** Information supplied **
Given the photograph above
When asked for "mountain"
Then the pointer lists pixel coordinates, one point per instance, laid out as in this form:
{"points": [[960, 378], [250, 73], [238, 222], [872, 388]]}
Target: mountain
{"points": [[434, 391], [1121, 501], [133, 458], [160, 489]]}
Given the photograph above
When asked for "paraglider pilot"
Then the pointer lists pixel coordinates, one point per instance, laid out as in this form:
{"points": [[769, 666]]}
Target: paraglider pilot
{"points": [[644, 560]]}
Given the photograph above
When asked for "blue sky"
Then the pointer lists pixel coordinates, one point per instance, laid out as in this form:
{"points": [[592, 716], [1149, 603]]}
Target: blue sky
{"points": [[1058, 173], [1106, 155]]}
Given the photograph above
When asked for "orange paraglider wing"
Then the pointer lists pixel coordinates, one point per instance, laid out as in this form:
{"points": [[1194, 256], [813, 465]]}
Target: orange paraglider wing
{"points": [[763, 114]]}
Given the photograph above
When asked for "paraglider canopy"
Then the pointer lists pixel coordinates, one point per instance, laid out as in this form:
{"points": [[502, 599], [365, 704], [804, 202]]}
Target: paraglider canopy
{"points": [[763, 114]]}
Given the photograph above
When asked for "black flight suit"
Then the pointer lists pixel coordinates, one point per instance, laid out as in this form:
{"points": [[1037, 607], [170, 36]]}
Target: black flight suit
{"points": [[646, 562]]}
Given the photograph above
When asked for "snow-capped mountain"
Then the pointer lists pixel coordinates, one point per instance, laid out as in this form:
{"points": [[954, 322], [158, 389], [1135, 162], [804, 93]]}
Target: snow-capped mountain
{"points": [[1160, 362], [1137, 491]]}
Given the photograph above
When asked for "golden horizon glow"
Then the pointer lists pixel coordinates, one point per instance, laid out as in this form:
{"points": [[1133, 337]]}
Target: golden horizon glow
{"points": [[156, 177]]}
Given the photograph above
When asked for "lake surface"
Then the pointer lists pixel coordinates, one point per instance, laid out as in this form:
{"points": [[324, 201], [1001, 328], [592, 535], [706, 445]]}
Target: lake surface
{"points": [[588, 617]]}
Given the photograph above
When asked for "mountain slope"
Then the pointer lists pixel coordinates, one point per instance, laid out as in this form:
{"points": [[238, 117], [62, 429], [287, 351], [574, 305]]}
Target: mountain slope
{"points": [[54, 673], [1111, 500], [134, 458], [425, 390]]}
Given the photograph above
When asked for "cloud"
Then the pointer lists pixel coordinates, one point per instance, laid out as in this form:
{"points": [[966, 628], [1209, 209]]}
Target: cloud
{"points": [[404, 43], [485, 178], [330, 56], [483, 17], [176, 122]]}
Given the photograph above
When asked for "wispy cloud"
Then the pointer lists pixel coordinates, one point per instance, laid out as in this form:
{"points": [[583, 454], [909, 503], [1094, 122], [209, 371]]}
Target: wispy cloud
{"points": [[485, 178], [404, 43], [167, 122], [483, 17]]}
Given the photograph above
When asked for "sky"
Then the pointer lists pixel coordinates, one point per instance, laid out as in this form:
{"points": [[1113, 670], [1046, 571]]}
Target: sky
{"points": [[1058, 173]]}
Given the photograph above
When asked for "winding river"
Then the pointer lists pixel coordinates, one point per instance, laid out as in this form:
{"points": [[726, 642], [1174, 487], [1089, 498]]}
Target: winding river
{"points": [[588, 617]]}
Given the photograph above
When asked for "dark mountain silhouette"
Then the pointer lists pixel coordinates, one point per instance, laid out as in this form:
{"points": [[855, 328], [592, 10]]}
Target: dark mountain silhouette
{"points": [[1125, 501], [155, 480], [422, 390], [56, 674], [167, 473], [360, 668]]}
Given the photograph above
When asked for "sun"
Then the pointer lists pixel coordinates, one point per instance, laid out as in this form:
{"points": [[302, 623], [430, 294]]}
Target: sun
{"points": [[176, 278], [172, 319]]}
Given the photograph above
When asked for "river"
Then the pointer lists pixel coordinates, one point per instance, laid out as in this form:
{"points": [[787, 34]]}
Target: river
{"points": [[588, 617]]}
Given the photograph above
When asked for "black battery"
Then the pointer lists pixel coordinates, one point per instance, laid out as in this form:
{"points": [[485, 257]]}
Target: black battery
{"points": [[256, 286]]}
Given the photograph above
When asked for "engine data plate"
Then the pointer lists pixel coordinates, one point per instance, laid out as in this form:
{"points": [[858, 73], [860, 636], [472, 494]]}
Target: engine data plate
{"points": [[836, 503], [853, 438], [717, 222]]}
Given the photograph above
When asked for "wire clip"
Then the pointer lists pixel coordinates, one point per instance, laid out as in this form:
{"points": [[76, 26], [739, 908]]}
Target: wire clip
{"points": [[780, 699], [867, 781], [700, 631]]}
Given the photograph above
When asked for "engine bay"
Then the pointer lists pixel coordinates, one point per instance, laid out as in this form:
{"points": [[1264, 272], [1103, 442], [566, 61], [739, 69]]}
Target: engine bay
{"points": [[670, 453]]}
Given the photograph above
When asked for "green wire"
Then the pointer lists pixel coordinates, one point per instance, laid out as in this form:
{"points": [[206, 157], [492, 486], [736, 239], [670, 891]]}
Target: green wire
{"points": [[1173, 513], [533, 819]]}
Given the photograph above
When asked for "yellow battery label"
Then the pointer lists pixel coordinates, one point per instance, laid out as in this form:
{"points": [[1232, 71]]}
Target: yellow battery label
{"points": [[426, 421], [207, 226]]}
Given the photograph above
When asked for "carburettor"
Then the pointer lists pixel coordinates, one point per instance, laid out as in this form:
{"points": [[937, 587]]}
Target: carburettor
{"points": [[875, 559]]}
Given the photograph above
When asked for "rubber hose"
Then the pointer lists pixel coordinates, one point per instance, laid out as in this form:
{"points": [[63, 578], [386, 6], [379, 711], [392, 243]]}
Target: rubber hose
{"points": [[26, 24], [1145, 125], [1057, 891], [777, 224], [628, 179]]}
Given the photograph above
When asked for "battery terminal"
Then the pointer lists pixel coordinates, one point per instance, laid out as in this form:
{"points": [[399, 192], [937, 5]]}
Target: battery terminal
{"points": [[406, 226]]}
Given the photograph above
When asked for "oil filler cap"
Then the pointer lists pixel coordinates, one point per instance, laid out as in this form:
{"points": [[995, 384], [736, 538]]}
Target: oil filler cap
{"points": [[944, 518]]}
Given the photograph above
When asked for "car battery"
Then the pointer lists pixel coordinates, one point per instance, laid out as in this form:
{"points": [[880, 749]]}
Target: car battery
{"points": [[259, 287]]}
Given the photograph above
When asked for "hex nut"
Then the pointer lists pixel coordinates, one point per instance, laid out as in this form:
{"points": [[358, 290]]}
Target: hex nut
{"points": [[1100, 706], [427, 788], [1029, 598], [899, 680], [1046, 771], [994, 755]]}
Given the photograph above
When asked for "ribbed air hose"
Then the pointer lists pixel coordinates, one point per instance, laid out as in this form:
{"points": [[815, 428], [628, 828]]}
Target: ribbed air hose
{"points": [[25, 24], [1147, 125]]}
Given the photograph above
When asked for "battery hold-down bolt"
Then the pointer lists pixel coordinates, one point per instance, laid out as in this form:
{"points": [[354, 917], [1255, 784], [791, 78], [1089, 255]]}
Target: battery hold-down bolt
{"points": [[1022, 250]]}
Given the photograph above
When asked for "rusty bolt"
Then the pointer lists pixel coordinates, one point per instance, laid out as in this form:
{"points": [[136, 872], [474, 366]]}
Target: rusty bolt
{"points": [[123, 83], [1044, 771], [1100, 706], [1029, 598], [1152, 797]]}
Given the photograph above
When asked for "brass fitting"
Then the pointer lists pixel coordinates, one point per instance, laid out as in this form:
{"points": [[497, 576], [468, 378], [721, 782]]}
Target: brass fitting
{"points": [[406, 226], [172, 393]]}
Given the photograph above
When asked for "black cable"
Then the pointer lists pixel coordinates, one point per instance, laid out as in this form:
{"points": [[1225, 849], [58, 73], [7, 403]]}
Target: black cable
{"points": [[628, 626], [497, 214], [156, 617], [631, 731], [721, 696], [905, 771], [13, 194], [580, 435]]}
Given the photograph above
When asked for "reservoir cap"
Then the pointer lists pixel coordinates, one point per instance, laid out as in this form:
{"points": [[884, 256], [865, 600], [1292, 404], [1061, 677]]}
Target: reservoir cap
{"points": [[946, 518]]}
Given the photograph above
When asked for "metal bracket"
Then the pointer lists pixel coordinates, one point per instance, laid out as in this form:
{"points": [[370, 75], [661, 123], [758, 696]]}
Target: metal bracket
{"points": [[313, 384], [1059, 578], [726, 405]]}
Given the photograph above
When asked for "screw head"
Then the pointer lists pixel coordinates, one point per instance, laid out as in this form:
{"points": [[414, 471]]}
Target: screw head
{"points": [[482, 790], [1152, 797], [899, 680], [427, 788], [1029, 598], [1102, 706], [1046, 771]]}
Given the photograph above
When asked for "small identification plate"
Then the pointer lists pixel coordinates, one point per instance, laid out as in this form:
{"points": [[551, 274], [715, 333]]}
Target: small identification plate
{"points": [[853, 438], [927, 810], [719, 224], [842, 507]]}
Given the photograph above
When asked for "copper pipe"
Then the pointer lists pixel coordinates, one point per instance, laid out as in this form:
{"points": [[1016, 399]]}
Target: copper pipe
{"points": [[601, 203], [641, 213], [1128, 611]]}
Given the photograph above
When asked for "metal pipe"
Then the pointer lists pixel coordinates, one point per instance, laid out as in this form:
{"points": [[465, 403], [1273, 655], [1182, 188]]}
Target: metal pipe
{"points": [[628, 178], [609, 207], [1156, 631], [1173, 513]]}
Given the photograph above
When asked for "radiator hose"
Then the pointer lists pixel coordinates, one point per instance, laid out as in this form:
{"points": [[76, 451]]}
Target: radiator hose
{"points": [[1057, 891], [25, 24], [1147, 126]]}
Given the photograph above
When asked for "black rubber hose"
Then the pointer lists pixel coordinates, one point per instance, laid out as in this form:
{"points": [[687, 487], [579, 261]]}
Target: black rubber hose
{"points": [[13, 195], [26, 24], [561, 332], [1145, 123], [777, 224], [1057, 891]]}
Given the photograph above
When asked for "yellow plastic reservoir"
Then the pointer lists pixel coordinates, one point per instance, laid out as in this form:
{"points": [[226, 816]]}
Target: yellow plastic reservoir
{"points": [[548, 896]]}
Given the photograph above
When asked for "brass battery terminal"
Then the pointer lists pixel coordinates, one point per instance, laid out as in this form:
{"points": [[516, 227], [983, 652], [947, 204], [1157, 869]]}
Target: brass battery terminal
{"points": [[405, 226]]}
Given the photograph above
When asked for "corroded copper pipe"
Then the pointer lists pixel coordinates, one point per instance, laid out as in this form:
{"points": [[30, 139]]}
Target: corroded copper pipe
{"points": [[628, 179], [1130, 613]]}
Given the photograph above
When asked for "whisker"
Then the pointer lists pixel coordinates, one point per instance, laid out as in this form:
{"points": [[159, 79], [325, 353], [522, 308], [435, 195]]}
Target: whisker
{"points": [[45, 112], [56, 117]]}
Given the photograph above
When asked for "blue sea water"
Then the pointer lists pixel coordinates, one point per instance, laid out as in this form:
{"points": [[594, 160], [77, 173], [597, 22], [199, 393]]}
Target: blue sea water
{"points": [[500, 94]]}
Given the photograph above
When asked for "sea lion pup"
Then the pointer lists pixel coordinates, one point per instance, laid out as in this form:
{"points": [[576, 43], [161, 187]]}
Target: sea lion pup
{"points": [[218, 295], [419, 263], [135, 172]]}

** What is expected **
The required output is the lines from the one holding "Target: whisker" through the last line of the entries above, copied exactly.

** Completed exercise **
Target: whisker
{"points": [[45, 112], [56, 117]]}
Given the photograph above
When asked for "blue sea water"
Then the pointer lists pixel coordinates, one point per instance, laid out as in this form:
{"points": [[594, 160], [77, 173], [597, 22], [199, 393]]}
Target: blue sea water
{"points": [[500, 94]]}
Given the photograph above
When asked for "sea lion pup"
Then the pointer lists pixel coordinates, one point per instance, laid out as in this form:
{"points": [[576, 43], [161, 187]]}
Target: sea lion pup
{"points": [[218, 295], [419, 263], [135, 172]]}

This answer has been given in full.